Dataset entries
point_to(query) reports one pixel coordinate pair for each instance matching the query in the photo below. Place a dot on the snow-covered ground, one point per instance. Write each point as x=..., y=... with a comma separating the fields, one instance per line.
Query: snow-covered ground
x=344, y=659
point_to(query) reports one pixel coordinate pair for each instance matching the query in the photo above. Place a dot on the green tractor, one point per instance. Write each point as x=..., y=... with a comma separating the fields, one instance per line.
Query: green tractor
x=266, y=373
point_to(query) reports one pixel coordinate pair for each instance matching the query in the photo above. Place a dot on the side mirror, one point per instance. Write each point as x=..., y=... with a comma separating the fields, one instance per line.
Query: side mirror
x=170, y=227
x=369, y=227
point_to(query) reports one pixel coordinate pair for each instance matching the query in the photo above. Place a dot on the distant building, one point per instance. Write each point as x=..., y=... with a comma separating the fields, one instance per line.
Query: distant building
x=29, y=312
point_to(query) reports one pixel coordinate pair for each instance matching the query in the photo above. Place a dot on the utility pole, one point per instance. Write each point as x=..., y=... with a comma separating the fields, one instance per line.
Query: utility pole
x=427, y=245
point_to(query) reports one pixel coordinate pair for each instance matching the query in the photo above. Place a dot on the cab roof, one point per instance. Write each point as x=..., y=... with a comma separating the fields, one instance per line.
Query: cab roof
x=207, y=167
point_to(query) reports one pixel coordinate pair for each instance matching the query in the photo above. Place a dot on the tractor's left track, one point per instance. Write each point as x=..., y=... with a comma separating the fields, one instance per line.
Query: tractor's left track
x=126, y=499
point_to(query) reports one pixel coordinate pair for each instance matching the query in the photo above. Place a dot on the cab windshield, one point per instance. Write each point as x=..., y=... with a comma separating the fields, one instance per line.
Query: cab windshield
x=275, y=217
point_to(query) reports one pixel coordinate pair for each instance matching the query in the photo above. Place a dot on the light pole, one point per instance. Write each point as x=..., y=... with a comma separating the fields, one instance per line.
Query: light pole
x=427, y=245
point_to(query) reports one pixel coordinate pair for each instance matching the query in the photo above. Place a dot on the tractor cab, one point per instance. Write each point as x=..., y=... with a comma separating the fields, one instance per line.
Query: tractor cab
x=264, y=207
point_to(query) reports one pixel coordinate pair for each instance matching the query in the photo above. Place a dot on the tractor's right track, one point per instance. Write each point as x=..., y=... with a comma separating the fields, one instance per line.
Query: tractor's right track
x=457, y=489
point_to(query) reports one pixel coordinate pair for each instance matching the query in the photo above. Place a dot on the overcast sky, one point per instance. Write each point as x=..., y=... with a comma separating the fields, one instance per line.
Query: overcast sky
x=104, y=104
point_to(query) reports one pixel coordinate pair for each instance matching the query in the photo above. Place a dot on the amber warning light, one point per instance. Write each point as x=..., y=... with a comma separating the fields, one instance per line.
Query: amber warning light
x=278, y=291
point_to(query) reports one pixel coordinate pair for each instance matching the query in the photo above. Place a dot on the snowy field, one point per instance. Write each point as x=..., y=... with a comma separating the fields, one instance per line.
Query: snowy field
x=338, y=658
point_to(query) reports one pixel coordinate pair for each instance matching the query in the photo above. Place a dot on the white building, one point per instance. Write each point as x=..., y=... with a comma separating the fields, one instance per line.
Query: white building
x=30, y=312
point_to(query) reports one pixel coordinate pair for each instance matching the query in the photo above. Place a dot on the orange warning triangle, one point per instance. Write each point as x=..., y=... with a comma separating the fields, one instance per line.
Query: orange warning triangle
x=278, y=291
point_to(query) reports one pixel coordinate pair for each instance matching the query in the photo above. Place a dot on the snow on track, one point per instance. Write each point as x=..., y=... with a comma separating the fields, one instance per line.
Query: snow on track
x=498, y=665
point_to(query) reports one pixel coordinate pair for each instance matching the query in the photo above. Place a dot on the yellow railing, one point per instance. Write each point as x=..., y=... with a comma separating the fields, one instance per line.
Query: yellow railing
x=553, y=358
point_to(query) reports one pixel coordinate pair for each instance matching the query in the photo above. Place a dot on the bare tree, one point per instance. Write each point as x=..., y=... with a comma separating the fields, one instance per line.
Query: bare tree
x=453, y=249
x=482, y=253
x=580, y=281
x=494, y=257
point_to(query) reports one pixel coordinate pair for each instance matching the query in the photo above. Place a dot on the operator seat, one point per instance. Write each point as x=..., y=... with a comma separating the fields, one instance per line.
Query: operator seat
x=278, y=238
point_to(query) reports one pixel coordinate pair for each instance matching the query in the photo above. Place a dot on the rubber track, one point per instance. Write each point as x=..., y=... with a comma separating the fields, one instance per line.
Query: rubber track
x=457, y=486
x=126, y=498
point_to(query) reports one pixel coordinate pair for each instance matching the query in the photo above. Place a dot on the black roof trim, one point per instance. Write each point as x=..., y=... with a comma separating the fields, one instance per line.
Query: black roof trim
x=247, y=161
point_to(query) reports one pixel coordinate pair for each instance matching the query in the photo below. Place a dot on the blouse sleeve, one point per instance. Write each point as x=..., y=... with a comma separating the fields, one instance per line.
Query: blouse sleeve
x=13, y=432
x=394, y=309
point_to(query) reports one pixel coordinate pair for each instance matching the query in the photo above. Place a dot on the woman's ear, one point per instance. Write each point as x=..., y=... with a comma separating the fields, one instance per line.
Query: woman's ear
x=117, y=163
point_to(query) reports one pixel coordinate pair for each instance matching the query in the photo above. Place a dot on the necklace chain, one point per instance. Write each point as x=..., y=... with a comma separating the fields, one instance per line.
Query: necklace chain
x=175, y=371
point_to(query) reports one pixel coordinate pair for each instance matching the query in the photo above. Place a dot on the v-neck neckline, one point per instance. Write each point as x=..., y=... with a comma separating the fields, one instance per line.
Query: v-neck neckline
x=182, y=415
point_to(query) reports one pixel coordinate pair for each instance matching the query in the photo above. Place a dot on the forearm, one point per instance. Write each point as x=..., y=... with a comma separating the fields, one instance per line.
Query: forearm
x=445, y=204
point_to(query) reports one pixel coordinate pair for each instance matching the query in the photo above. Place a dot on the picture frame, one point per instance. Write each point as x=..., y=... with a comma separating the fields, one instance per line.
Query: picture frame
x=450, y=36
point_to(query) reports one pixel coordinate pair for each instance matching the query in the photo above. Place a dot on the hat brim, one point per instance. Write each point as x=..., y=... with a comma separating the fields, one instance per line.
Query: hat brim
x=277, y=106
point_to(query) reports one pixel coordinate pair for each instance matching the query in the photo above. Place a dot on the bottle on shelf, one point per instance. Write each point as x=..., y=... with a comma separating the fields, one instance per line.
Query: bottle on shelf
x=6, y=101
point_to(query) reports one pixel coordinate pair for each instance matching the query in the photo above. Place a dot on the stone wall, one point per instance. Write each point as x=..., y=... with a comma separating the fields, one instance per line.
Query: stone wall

Given task. Please quote exactly the lines from the one containing "the forearm, one" through the last line of the records above, both included, and nothing else.

Exercise solution.
point_to(query) reports one pixel coordinate pair for each instance matching the query in the photo above. Place a dot on the forearm, one point per instance. Write each point as x=..., y=... with a comma separating the fields, one instance per line.
Query: forearm
x=445, y=204
point_to(query) reports one pixel coordinate pair for each instance matching the query in the photo above. Place a dot on the picture frame, one point per instance. Write each point as x=..., y=... with a comma separating the fields, one instance per line.
Query: picture frame
x=450, y=36
point_to(query) reports one pixel coordinate pair for each instance matching the query in the photo above. Place a dot on the hat brim, one point per instance. Write each point as x=..., y=... with a comma separating the fields, one instance per line.
Query: hat brim
x=277, y=106
point_to(query) reports one pixel coordinate pair for each instance matching the query in the photo above. Place a dot on the bottle on shelf, one point per instance. Write each point as x=..., y=... with a comma separating the fields, one instance per line.
Query: bottle on shelf
x=6, y=101
point_to(query) reports one pixel coordinate pair for each instance matching the query in the photo above. Place a dot on the stone wall, one point per instance. Write each point as x=..., y=... with a comma separating the fields, one instance per line.
Query: stone wall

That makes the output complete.